→ **WORK TO DO**
Recast every line of the records below as a JSON list of strings, one string per line, omitting blank lines and leaving the pictures out of the answer.

---*---

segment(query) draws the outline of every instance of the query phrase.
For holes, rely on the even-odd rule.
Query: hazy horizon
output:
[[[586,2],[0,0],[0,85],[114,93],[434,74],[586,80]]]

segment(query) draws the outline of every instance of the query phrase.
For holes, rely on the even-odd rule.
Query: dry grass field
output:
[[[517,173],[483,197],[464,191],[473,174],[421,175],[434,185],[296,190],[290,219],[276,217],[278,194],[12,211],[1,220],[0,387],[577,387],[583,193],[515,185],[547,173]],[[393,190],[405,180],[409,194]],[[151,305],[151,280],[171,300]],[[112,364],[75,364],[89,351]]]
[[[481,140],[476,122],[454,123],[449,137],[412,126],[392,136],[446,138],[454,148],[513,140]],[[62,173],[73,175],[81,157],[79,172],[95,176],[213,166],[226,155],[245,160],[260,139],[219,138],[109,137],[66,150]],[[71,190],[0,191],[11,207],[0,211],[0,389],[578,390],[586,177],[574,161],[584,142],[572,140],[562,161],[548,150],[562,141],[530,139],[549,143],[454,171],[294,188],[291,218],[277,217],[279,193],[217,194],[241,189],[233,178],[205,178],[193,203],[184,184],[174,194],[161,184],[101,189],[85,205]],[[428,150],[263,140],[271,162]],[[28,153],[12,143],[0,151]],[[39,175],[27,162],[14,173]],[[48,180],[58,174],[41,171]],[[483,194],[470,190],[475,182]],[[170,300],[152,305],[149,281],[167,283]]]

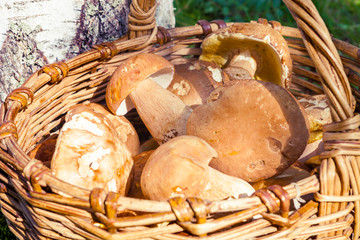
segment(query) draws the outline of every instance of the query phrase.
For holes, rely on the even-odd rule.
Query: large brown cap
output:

---*---

→ **EXERCISE SOLUTION**
[
  "segment(query) draws the outline of every instance of the query phrase.",
  "For holes, rely on the even-odd rule.",
  "Query: hazy horizon",
  "output:",
  "[[[586,2],[0,0],[0,85],[114,93],[434,74],[586,80]]]",
  "segment(query) draws the outline of every instance of the query phrase.",
  "For holes, rely on the even-odd rule.",
  "Query: dry grass field",
  "output:",
  "[[[517,173],[483,197],[464,191],[473,174],[421,175],[434,185],[296,190],[290,219],[276,217],[278,194],[12,211],[1,220],[0,387],[577,387],[583,193],[515,185],[547,173]],[[393,190],[405,180],[409,194]],[[151,305],[151,280],[171,300]],[[112,364],[75,364],[89,351]]]",
  "[[[481,140],[476,122],[454,123],[449,137],[412,126],[392,136],[446,138],[454,148],[513,140]],[[62,173],[73,175],[81,157],[79,172],[95,176],[213,166],[226,155],[245,160],[260,139],[219,138],[109,137],[66,150]],[[71,190],[0,191],[11,207],[0,211],[0,389],[578,390],[586,177],[574,161],[584,142],[572,140],[562,161],[548,150],[562,141],[530,139],[549,143],[454,171],[294,188],[291,218],[277,217],[279,193],[217,194],[241,189],[233,178],[205,178],[193,203],[184,184],[174,194],[161,184],[101,189],[85,205]],[[428,150],[263,140],[271,162]],[[28,153],[12,143],[0,151]],[[39,175],[27,162],[14,173]],[[48,180],[58,174],[41,171]],[[483,194],[470,190],[475,182]],[[170,300],[152,305],[149,281],[167,283]]]",
  "segment(query) draws the outline of every instance of the query phrase.",
  "For holes, rely on the even-odd rule.",
  "Query: large brown cap",
  "output:"
]